- _How to complete this task_
Please write out each entry that follows, keeping it exactly the same.

____

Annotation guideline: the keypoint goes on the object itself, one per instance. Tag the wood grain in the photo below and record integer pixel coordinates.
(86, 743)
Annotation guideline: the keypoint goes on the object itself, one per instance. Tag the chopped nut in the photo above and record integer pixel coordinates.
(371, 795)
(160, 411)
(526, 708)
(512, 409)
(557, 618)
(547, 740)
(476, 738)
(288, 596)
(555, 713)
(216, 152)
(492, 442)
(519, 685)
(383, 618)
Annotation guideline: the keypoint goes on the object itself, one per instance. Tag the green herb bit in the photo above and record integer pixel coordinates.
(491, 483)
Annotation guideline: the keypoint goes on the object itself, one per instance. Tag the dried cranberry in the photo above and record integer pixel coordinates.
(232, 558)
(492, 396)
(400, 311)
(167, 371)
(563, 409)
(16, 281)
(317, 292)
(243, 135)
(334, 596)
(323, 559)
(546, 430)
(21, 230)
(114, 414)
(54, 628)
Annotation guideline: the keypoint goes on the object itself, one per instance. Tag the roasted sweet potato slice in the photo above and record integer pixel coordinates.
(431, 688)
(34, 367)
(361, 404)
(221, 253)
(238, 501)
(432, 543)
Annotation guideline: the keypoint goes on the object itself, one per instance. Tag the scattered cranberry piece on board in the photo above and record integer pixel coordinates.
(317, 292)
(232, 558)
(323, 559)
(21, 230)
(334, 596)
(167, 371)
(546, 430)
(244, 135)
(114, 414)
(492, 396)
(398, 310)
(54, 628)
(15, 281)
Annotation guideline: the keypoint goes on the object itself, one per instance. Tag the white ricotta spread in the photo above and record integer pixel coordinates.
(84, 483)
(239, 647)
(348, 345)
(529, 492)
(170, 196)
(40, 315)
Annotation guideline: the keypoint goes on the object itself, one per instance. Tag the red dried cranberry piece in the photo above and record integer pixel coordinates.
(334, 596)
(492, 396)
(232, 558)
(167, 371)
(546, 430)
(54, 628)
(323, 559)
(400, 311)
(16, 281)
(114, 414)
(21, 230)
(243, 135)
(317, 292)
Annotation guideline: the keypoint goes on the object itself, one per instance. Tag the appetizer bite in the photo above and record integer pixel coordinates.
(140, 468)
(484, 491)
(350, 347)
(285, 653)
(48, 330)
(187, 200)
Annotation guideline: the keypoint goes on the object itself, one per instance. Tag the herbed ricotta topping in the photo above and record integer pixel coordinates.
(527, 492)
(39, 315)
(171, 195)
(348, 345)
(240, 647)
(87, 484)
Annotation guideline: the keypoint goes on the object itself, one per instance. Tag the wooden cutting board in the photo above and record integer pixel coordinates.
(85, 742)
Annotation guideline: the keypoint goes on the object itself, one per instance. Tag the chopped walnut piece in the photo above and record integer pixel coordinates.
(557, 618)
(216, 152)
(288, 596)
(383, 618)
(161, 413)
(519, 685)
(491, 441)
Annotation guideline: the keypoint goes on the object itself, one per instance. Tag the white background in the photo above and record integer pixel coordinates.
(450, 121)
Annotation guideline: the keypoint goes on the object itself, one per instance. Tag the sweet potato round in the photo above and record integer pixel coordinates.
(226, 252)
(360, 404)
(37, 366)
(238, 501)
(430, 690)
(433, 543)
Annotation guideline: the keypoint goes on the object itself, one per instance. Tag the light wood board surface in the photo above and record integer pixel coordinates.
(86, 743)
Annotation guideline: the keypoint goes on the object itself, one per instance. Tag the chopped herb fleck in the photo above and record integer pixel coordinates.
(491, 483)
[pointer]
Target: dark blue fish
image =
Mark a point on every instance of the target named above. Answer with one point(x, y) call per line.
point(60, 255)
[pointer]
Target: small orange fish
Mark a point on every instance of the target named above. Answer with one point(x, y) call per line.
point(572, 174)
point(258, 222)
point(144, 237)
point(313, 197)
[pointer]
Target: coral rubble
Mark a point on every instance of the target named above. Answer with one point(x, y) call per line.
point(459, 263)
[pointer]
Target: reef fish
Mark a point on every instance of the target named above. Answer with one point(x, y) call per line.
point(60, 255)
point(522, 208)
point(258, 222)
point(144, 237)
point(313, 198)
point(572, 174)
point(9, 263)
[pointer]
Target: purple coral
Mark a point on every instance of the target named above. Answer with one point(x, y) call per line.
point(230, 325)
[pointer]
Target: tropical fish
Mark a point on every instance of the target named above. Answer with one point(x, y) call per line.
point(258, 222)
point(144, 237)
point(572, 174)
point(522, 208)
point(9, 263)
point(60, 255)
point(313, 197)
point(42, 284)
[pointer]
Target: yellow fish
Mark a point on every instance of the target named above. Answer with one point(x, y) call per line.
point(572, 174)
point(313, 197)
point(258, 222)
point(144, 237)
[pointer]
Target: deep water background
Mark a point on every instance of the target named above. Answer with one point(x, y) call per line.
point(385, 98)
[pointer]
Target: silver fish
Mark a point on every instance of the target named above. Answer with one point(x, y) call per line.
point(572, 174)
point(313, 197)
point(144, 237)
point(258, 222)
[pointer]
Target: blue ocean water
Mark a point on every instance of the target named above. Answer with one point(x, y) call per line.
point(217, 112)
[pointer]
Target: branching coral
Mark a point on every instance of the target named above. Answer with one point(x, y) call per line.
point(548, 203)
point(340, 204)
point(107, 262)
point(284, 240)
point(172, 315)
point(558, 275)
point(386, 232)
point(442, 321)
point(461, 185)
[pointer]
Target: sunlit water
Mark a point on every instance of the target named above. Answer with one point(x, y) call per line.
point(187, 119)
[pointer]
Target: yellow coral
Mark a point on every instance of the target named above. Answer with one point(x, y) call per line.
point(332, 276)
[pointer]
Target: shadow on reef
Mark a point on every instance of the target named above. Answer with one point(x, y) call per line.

____

- _Expected answer_
Annotation guideline: the keypoint goes on the object itself, one per instance. Tag the wood grain in the photo below and record integer pixel coordinates.
(86, 743)
Annotation guideline: the keypoint goes on the object itself, one per instance. Tag the chopped nut in the photo above and record integer pixel coordinates.
(371, 795)
(160, 411)
(526, 708)
(512, 409)
(557, 618)
(547, 740)
(476, 738)
(288, 596)
(555, 713)
(216, 152)
(492, 442)
(519, 685)
(383, 618)
Annotation guideline: the keypoint goes on the object itself, one per instance. Tag the green herb bit in the photo above and record integer pixel coordinates.
(491, 483)
Annotation guideline: the keypoint goes on the object itself, one per instance. Tag the dried cranberry in the photo above and record integer pixel coordinates.
(232, 558)
(492, 396)
(400, 311)
(167, 371)
(563, 409)
(16, 281)
(317, 292)
(243, 135)
(334, 596)
(323, 559)
(546, 430)
(21, 230)
(114, 414)
(54, 628)
Annotation guideline: the keypoint goes on the object itself, one per instance. Tag the roasted sweet potato slice in the photo above and record integer pixel coordinates.
(431, 688)
(34, 367)
(361, 404)
(221, 253)
(238, 501)
(432, 543)
Annotation guideline: the keypoint goes on the object itself, one per instance. Tag the scattered cranberry piece on board in the photo above and record integer pixel coordinates.
(317, 292)
(232, 558)
(323, 559)
(21, 230)
(334, 596)
(167, 371)
(546, 430)
(244, 135)
(114, 414)
(492, 396)
(398, 310)
(54, 628)
(15, 281)
Annotation guideline: the keypoint goes on the object itself, one per instance. Tag the white ricotta spread in the photo above and record integer pixel coordinates.
(84, 483)
(239, 647)
(348, 345)
(529, 492)
(170, 196)
(40, 315)
Annotation guideline: the keypoint goes on the object itself, one per instance. Tag the red dried cranberry piece in the photo above and record integer pixel coordinates.
(334, 596)
(492, 396)
(232, 558)
(167, 371)
(546, 430)
(54, 628)
(323, 559)
(400, 311)
(16, 281)
(114, 414)
(21, 230)
(243, 135)
(317, 292)
Annotation guideline: the keypoint goes on the object itself, one per instance. Tag the appetizer bite in the photo above and record integer pixel coordinates.
(140, 468)
(484, 491)
(350, 347)
(285, 653)
(48, 330)
(187, 200)
Annotation guideline: the keypoint goes on the object itself, one per instance. Tag the herbed ricotta topping in the photo above and record integer pixel coordinates.
(527, 492)
(39, 315)
(171, 195)
(348, 345)
(240, 647)
(87, 484)
Annotation guideline: the keypoint goes on the object itself, one per instance. Tag the wooden cutting board in the photo above and record integer pixel coordinates.
(85, 742)
Annotation guideline: the keypoint goes on the object itself, one per instance. Tag the chopped walnut piece in the photo above and record integer pixel coordinates.
(557, 618)
(216, 152)
(288, 596)
(383, 618)
(161, 413)
(519, 685)
(491, 441)
Annotation guideline: the keypoint goes on the object itself, one per instance. Tag the white background in the photo above and record integer pixel coordinates.
(450, 121)
Annotation guideline: the keypoint goes on the object itself, one per instance. Tag the sweet potato round in the photo above and record integer pixel coordinates.
(226, 252)
(360, 404)
(37, 366)
(238, 501)
(430, 690)
(433, 543)
Annotation guideline: the keypoint goes on the object itself, one per instance. Tag the light wood board surface in the photo above and record integer pixel coordinates.
(86, 743)
Annotation guideline: the keypoint goes on the object itself, one per instance. Tag the chopped herb fleck in the photo above and record integer pixel coordinates.
(491, 483)
[pointer]
Target: dark blue fish
image =
Mark a point on every instance of the target named above. Answer with one point(x, y) call per line.
point(60, 255)
[pointer]
Target: small orange fish
Mark a point on every instance of the target named above. Answer with one point(x, y) call per line.
point(572, 174)
point(258, 222)
point(144, 237)
point(313, 197)
[pointer]
Target: coral rubble
Mark a point on every instance of the target named above. Answer with one point(x, y) call per line.
point(459, 263)
[pointer]
Target: reef fish
Mark a point on every instance of the target named above. Answer with one point(x, y) call per line.
point(60, 255)
point(522, 208)
point(258, 222)
point(144, 237)
point(313, 198)
point(572, 174)
point(9, 263)
[pointer]
Target: purple coral
Mark a point on every instance of the target named above. Answer with one point(x, y) call per line.
point(230, 325)
[pointer]
Target: tropical fish
Mark a point on every instance of the target named above. Answer with one point(x, y) call per line.
point(258, 222)
point(144, 237)
point(572, 174)
point(522, 208)
point(9, 263)
point(60, 255)
point(313, 197)
point(42, 284)
[pointer]
Target: yellow fish
Mark a point on every instance of the target named above. Answer with one point(x, y) call per line.
point(572, 174)
point(313, 197)
point(258, 222)
point(144, 237)
[pointer]
Target: deep water background
Mark a point on every instance of the target named above. Answer with one point(x, y) call per line.
point(385, 98)
[pointer]
Target: silver fish
Mark a point on every instance of the target named above. Answer with one point(x, y) call per line.
point(572, 174)
point(313, 197)
point(144, 237)
point(258, 222)
[pointer]
Target: blue ocean water
Mark a point on every instance of the target named above. Answer with one point(x, y) call per line.
point(217, 112)
[pointer]
Target: branching coral
Mark a point on every instance of the target named above. Answer with one point(x, y) call per line.
point(548, 203)
point(340, 204)
point(107, 262)
point(284, 240)
point(172, 315)
point(558, 275)
point(386, 232)
point(442, 321)
point(461, 185)
[pointer]
Target: sunlit water
Mark a point on every instance of the target named above. Answer with one point(x, y) call per line.
point(187, 119)
[pointer]
Target: yellow coral
Mark a point on every instance of the target named above. Answer with one point(x, y) call per line.
point(332, 276)
[pointer]
Target: shadow on reef
Mark a point on every instance of the target named above. Answer with one point(x, y) call per line.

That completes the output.